--- start ---

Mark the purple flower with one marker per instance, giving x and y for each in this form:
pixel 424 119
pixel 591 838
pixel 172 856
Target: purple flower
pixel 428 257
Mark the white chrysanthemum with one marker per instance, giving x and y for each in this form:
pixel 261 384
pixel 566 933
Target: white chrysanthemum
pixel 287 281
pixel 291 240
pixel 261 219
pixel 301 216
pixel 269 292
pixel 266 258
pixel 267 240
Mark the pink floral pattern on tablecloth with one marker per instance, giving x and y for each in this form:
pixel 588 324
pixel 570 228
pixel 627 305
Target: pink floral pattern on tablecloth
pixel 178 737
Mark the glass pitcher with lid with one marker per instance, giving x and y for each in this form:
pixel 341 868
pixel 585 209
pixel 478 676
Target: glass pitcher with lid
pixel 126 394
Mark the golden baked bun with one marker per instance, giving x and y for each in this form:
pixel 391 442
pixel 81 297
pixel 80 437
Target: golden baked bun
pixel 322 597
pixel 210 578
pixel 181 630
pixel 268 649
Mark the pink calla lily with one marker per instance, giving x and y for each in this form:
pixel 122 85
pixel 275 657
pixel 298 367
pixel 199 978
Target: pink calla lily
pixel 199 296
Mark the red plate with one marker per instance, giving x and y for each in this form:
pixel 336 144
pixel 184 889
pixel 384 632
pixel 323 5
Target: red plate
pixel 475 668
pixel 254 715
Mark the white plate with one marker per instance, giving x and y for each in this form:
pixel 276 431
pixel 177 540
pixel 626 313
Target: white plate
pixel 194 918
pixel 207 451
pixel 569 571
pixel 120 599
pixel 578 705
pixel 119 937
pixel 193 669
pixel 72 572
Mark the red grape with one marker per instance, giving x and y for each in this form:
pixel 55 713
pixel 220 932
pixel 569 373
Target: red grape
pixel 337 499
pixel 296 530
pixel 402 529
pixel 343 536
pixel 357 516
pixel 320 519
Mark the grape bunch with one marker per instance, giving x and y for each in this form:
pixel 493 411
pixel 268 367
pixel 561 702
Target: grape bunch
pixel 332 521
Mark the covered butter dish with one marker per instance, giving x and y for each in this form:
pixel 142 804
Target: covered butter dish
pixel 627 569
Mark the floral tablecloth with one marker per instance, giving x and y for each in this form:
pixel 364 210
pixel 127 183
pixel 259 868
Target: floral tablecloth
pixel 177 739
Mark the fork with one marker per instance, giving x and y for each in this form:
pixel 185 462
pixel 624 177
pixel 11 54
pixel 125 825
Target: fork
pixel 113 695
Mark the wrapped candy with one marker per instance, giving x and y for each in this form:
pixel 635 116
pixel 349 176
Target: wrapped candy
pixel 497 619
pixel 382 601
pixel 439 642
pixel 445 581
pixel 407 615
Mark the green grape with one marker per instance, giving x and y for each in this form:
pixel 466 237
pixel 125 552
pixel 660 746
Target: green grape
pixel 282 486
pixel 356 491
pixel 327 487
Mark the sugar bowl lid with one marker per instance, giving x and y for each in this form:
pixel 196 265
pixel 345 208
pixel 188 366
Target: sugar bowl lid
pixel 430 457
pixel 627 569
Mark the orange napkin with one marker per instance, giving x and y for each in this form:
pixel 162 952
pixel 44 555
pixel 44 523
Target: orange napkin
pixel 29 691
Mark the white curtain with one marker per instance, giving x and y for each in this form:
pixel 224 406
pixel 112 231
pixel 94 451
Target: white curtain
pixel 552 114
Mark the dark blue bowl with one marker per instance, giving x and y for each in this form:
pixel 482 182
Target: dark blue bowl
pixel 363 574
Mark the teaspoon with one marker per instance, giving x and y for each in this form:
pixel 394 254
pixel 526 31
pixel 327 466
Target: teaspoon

--- end ---

- **TASK GOAL**
Rewrite every line of the records above as a numbered list, omitting any blank lines.

- **ANSWER IN FULL**
1. Mark the purple flower with one marker per instance, giving x and y for each in this form:
2. pixel 424 119
3. pixel 591 838
4. pixel 172 856
5. Target: purple flower
6. pixel 428 257
7. Mark the white chrysanthemum with one marker per instance, giving x and y for each in this form:
8. pixel 261 384
9. pixel 566 933
10. Target: white chrysanthemum
11. pixel 287 281
12. pixel 291 240
13. pixel 261 219
14. pixel 301 216
15. pixel 269 292
16. pixel 266 258
17. pixel 267 240
18. Mark the pink floral pattern on tablecloth with one marker per instance, giving x and y for each in this form:
19. pixel 588 324
20. pixel 570 228
21. pixel 627 305
22. Target: pink floral pattern on tablecloth
23. pixel 178 737
24. Mark the glass pitcher with lid with one marker per instance, giving x and y for each in this form:
25. pixel 341 868
26. pixel 585 209
27. pixel 478 676
28. Target: glass pitcher with lid
29. pixel 126 394
30. Mark the golden baked bun with one marker per instance, giving x and y for each in this form:
31. pixel 391 442
32. pixel 81 297
33. pixel 80 437
34. Target: golden baked bun
35. pixel 322 597
36. pixel 210 578
37. pixel 181 630
38. pixel 268 649
39. Mark the pink calla lily with one marker per instance, giving x and y for each in this form:
40. pixel 122 85
41. pixel 275 657
42. pixel 298 367
43. pixel 199 978
44. Target: pink calla lily
45. pixel 199 296
46. Mark the red plate with one marker per instance, giving x and y for each in this form:
47. pixel 336 144
48. pixel 184 889
49. pixel 384 632
50. pixel 323 5
51. Target: red plate
52. pixel 475 668
53. pixel 254 715
54. Mark the white plate with one marker per instance, giving x and y for each in this form:
55. pixel 276 431
56. pixel 177 540
57. pixel 626 313
58. Target: white plate
59. pixel 194 918
60. pixel 207 451
61. pixel 569 571
62. pixel 120 599
63. pixel 578 705
64. pixel 119 937
65. pixel 193 669
66. pixel 72 572
67. Mark the red grape with one marker per instance, giving x and y for each in this form:
68. pixel 55 713
69. pixel 220 932
70. pixel 569 373
71. Target: red grape
72. pixel 337 499
73. pixel 296 530
74. pixel 402 529
75. pixel 343 536
76. pixel 357 516
77. pixel 320 519
78. Mark the grape bunch with one marker per instance, giving x and y for each in this form:
79. pixel 493 411
80. pixel 268 367
81. pixel 561 702
82. Target: grape bunch
83. pixel 332 521
84. Mark the covered butter dish with one marker per instance, giving x and y for each in this form:
85. pixel 142 804
86. Target: covered butter dish
87. pixel 627 569
88. Mark the floral tablecloth with one marker per instance, giving x and y for each in this form:
89. pixel 364 210
90. pixel 127 183
91. pixel 259 868
92. Target: floral tablecloth
93. pixel 177 739
94. Mark the fork with one marker per instance, giving x and y for each in this form:
95. pixel 185 462
96. pixel 624 177
97. pixel 11 54
98. pixel 125 825
99. Target: fork
100. pixel 113 695
101. Mark the wrapped candy with one marker per instance, giving x and y for each in this form:
102. pixel 635 116
103. pixel 349 176
104. Target: wrapped candy
105. pixel 497 619
106. pixel 382 601
107. pixel 439 642
108. pixel 445 581
109. pixel 407 615
110. Mark the green grape with one marker per instance, giving x and y for each in this form:
111. pixel 466 237
112. pixel 125 552
113. pixel 660 746
114. Target: green grape
115. pixel 282 486
116. pixel 356 491
117. pixel 327 487
118. Mark the sugar bowl lid with one marker per instance, giving x and y for each in this form:
119. pixel 196 265
120. pixel 345 208
121. pixel 188 366
122. Target: sugar bowl lid
123. pixel 430 457
124. pixel 627 569
125. Mark the orange napkin with one marker per instance, giving x and y for each in this form:
126. pixel 162 952
127. pixel 44 555
128. pixel 44 523
129. Target: orange napkin
130. pixel 29 691
131. Mark the white curtain with one marker per instance, giving x and y for each in this form:
132. pixel 224 406
133. pixel 112 231
134. pixel 94 451
135. Target: white curtain
136. pixel 552 114
137. Mark the dark blue bowl with one marker per instance, giving x and y for each in this form:
138. pixel 482 182
139. Target: dark blue bowl
140. pixel 363 574
141. Mark the teaspoon with one marker per instance, giving x and y for each in this form:
142. pixel 394 254
143. pixel 526 31
144. pixel 327 466
145. Target: teaspoon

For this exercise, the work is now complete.